> [The records]
▬▬▬▬▬▬

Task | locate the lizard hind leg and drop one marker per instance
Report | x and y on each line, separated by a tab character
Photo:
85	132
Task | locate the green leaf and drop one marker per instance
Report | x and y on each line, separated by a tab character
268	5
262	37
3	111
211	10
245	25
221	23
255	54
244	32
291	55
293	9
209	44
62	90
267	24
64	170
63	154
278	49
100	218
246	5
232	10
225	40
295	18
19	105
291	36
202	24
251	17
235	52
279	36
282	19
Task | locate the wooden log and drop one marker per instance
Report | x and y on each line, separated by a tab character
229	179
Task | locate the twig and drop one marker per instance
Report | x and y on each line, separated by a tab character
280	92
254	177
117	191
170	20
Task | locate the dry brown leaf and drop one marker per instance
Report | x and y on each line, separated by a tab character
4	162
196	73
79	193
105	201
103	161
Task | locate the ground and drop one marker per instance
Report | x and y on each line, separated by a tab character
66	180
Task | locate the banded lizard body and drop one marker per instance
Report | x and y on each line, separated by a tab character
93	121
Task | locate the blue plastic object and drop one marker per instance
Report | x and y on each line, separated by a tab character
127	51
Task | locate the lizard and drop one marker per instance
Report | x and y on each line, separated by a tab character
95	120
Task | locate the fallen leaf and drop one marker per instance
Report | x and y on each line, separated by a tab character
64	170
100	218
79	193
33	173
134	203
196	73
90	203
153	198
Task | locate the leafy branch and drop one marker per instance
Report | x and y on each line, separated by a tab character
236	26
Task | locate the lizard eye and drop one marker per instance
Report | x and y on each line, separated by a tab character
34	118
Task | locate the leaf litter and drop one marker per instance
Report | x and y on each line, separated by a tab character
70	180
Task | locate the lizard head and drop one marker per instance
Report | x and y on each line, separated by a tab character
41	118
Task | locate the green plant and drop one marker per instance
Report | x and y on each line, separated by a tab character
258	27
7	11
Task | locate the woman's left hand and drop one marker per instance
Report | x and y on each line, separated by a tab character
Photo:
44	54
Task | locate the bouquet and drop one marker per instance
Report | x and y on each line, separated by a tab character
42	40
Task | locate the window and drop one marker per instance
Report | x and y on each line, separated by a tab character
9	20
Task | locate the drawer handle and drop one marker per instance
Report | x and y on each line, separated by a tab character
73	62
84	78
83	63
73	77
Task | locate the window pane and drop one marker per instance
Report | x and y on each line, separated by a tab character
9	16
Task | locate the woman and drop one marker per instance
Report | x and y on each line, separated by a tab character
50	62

▬▬▬▬▬▬

> [Assignment] Your answer should be the exact lines above from the one with "Task | locate the banded" through the one with "Task | locate the fallen", both included, and nothing besides.

> [Output below]
Task | locate the banded lizard body and drop one marker per instance
Report | x and y on each line, separated by a tab character
93	121
Task | locate the blue plastic object and drop one marker per instance
Report | x and y on each line, separated by a tab character
127	51
Task | locate the lizard and drop one marker per instance
Report | x and y on each line, separated by a tab character
95	120
Task | locate the fallen leaf and drop one marker per instance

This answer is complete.